▶ Extracted text:
*-*-*

Scientific classification
- Kingdom: Animalia
- Phylum: Chordata
- Class: Amphibia
- Order: Anura
- Family: Leptodactylidae
- Genus: Leptodactylus
- Species: L. jolyi
- Binomial name: Leptodactylus jolyi Sazima & Bokermann, 1978
- Synonyms: Leptodactylus sertanejo Giaretta and Costa, 2007

= Leptodactylus jolyi =

- Authority: Sazima & Bokermann, 1978
- Conservation status: LC
- Synonyms: Leptodactylus sertanejo Giaretta and Costa, 2007

Species of frog

Leptodactylus jolyi is a species of frog in the family Leptodactylidae.
It is endemic to Brazil.

==Habitat==
This frog lives in cerrado, caatinga, and Atlantic forest biomes and in grasslands. Scientists have observed the frog between 750 and 900 meters above sea level.

Scientists have resported the frog in some protected places: APA Corumbatai, Botucatu e Tejupa Perimetro Corumbatai, APA da Bacia Hidrografica do Rio do Machado, APA do Rio Sucuriu-Paraiso, APA Sul Rmbh, ESEC de Itirapina, PARES do Itacolomi, PARNA da Serra da Bodoquena, and PARNA da Serra do Cipó.

==Reproduction==
The female frog lays eggs in temporary ponds.

==Threats==
The IUCN classifies this species as least concern. In some parts of their range, the frogs are in some danger from habitat loss in favor of cattle grazing and tourism. Climate change can also affect this frog.

*-*-*

Stored data entries
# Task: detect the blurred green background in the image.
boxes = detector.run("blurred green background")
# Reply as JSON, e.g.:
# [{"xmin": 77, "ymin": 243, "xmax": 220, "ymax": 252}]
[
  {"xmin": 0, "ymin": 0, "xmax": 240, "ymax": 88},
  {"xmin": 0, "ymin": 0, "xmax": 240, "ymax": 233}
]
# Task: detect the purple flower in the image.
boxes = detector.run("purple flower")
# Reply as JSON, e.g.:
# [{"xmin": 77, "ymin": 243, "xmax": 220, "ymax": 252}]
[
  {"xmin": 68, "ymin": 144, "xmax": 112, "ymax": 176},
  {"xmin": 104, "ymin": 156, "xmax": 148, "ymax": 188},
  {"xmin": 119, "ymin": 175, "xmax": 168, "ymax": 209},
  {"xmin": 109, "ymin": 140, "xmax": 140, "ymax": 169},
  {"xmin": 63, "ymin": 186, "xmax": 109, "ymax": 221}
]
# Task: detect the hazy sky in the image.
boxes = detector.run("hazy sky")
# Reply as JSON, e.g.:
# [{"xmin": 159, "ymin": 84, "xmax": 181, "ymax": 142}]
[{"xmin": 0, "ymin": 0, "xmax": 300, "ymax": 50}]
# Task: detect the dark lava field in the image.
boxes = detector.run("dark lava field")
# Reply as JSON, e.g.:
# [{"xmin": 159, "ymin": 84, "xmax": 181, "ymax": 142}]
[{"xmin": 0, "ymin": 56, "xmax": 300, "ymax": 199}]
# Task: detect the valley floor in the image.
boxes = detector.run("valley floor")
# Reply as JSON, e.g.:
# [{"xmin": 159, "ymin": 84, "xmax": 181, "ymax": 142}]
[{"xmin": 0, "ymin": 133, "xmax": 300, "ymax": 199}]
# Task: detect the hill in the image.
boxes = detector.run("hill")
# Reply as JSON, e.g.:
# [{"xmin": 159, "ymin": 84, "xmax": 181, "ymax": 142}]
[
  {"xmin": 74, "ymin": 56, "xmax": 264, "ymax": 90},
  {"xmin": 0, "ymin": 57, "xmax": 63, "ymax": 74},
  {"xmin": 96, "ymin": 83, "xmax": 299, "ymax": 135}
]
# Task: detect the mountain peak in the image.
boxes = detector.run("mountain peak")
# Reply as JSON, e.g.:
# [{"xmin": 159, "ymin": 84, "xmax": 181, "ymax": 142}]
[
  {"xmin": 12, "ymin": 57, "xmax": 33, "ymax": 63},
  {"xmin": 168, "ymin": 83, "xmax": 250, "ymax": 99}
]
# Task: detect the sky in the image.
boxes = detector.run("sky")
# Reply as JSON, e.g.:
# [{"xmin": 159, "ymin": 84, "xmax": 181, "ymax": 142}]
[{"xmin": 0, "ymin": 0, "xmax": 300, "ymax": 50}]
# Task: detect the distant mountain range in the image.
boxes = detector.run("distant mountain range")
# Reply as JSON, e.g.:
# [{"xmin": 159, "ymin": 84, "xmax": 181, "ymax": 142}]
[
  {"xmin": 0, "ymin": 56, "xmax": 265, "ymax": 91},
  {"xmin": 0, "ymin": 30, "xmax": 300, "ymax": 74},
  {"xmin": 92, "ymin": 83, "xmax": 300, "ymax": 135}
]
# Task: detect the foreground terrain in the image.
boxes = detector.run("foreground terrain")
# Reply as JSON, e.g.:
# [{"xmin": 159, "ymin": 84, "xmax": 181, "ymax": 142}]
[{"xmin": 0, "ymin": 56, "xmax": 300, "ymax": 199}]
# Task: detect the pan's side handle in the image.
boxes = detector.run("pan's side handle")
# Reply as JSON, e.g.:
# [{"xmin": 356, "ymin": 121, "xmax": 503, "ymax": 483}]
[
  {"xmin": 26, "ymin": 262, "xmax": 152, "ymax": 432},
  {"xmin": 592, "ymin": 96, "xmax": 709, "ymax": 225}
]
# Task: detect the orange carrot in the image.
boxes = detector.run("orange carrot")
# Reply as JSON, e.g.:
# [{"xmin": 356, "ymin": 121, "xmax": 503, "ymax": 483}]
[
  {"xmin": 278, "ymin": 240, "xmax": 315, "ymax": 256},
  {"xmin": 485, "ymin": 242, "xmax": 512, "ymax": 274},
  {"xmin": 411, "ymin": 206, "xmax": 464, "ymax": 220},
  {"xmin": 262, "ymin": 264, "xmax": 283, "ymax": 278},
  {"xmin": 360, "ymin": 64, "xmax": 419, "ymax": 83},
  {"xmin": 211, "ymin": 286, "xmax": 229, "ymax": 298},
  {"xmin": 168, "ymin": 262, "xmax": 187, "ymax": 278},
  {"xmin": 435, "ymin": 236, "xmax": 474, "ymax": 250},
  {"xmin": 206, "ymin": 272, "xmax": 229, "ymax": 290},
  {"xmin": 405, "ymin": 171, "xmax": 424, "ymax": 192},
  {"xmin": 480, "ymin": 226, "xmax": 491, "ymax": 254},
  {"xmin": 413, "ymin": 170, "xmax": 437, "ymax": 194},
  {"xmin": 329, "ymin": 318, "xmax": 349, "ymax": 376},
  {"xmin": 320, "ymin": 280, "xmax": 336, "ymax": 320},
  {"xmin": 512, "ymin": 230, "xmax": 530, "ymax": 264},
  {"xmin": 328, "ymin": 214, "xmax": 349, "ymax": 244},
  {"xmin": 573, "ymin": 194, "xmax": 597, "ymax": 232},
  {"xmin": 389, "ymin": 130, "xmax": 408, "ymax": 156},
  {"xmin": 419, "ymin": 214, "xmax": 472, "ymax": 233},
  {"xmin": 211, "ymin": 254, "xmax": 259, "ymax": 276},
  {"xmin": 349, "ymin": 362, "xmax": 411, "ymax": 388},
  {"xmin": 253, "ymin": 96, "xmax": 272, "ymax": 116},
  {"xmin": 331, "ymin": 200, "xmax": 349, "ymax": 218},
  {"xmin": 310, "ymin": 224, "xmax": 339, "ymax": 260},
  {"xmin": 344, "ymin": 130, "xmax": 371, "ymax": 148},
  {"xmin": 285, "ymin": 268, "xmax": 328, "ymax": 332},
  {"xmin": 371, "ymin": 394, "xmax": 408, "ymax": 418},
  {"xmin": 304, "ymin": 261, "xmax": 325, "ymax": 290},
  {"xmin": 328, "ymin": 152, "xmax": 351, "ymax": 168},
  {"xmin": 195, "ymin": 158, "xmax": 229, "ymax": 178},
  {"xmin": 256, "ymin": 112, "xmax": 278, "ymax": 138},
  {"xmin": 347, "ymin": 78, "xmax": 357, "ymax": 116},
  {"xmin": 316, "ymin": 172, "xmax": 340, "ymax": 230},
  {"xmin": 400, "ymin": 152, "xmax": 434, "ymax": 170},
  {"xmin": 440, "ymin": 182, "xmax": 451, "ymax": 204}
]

*-*-*

▶ Required work:
a – Please reproduce everything in the Leptodactylus jolyi text from "Leptodactylus jolyi is" down to "Serra do Cipó." word for word.
b – According to the Leptodactylus jolyi text, at what elevations have scientists observed this frog?
These entries stand apart from the Leptodactylus jolyi text.

▶ List of solutions:
a –
Leptodactylus jolyi is a species of frog in the family Leptodactylidae.
It is endemic to Brazil.

==Habitat==
This frog lives in cerrado, caatinga, and Atlantic forest biomes and in grasslands. Scientists have observed the frog between 750 and 900 meters above sea level.

Scientists have resported the frog in some protected places: APA Corumbatai, Botucatu e Tejupa Perimetro Corumbatai, APA da Bacia Hidrografica do Rio do Machado, APA do Rio Sucuriu-Paraiso, APA Sul Rmbh, ESEC de Itirapina, PARES do Itacolomi, PARNA da Serra da Bodoquena, and PARNA da Serra do Cipó.

b – Between 750 and 900 meters above sea level.